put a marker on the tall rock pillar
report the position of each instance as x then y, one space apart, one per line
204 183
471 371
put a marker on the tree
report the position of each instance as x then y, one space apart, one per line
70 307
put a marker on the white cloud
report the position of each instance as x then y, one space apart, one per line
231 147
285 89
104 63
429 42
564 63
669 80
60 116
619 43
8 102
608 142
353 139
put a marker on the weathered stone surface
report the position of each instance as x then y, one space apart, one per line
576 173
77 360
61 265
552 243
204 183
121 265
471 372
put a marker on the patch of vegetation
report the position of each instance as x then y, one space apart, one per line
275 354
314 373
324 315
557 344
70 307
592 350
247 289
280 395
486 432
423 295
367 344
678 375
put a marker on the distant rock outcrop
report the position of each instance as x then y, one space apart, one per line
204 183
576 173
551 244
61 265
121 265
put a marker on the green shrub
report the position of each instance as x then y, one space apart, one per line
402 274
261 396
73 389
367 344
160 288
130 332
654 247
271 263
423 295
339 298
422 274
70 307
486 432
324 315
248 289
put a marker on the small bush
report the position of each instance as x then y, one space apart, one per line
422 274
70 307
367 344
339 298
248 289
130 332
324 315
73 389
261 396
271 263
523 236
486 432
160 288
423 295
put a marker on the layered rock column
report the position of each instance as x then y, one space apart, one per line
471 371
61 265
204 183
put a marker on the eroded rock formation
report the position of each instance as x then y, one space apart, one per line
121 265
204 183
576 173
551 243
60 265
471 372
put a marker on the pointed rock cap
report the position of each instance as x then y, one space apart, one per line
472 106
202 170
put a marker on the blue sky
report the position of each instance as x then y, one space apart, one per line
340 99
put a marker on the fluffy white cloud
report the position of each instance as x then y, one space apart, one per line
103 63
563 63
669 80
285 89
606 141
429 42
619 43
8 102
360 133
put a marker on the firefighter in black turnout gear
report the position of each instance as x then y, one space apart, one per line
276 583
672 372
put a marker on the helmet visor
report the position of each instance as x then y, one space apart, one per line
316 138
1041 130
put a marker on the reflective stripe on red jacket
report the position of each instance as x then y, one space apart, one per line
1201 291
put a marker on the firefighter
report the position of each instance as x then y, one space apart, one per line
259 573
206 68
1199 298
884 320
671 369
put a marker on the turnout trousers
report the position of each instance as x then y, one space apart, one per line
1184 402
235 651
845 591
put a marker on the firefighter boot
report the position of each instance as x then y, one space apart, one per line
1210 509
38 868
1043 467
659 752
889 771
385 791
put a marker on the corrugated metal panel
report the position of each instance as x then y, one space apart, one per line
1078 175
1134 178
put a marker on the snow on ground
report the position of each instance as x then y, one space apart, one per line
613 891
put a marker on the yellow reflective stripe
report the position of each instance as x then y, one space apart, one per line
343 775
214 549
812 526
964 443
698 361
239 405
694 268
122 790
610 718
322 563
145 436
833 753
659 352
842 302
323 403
○ ○ ○
WHAT YOU HAVE TO DO:
Please reproduce every row above word for word, in the same order and with the same line breaks.

ANSWER FOR THIS EXERCISE:
put a marker on the tall rock pillar
report the position of each instance as x then y, one space apart, one per line
204 183
471 371
put a marker on the tree
report the position of each instance as x then y, one space apart, one per line
70 307
put a marker on the white cloud
report the position of each instance as x then y, one space apart, one per line
231 147
285 89
104 63
429 42
564 63
669 80
60 116
619 43
8 102
608 142
353 139
put a marker on the weathered stone surface
report the position of each instance as x then y, one space apart, one per line
576 173
77 360
61 265
552 243
204 183
121 265
471 372
put a marker on the patch of vegetation
report the position of each instance as x then y, one space apart, one per line
275 354
314 373
324 315
557 344
70 307
592 350
247 289
280 395
486 432
423 295
367 344
678 375
put a marker on the distant rock outcrop
report the position of each instance as x then y, one space apart, one per line
204 183
576 173
551 244
61 265
121 265
put a marker on the green shrub
report the position of each instance as x then y, one space apart, one per line
402 274
261 396
73 389
367 344
160 288
130 332
654 247
271 263
423 295
339 298
422 274
70 307
486 432
324 315
248 289
put a marker on the small bush
report the position of each instance as x then y, one space apart, one per line
422 274
70 307
367 344
339 298
248 289
130 332
324 315
73 389
261 396
271 263
523 236
486 432
160 288
423 295
put a marker on the layered rock column
report the position of each instance as x then y, one space apart, one per line
471 371
61 265
204 183
put a marker on the eroded rock formation
report the position of each instance as x then y, one space apart, one per line
121 265
204 183
576 173
551 243
60 265
471 372
put a marker on the pointed rock cap
report the position of each instance as x then y, one space apart, one per line
472 106
202 170
put a marker on the blue sky
report the position of each instance as x then y, one space apart, one per line
340 99
put a marker on the fluffy white cloud
report the position of each instance as x then y, one space apart, one per line
103 63
563 63
669 80
285 89
606 141
429 42
619 43
8 102
360 133
put a marker on the firefighter in black turnout gear
report the position of each instance as x then y, one space apart, one per line
276 583
672 372
put a marker on the helmet visor
report the position of each instance as x then y, one space apart, one per line
316 138
1041 130
put a marker on the reflective stripe on red jacket
report the position of each instance as x then y, one space apart, one per line
1201 291
put a marker on the firefighter
report the position of each instance as x then y, one space apart, one per line
259 573
206 68
1199 298
884 320
671 369
put a marker on the turnout trousers
report the position of each instance as x then y, one space apart, one per line
1184 402
235 651
845 591
put a marker on the firefighter boot
report the position of each instance as x then y, one space apart, one per line
1210 509
38 868
1043 467
659 752
889 771
385 791
put a marker on the corrugated metal panel
report the position of each instance as x then y, one space apart, one per line
1078 175
1134 178
put a marker on the snow on ground
report the position of each instance as x then y, one space apart, one per line
613 891
put a marker on the yellow reflective stripe
report the position of each instance as x then y, one space apart, one per line
343 775
214 549
812 526
964 443
698 361
239 405
694 268
122 790
610 718
322 563
145 436
833 753
659 352
842 302
323 403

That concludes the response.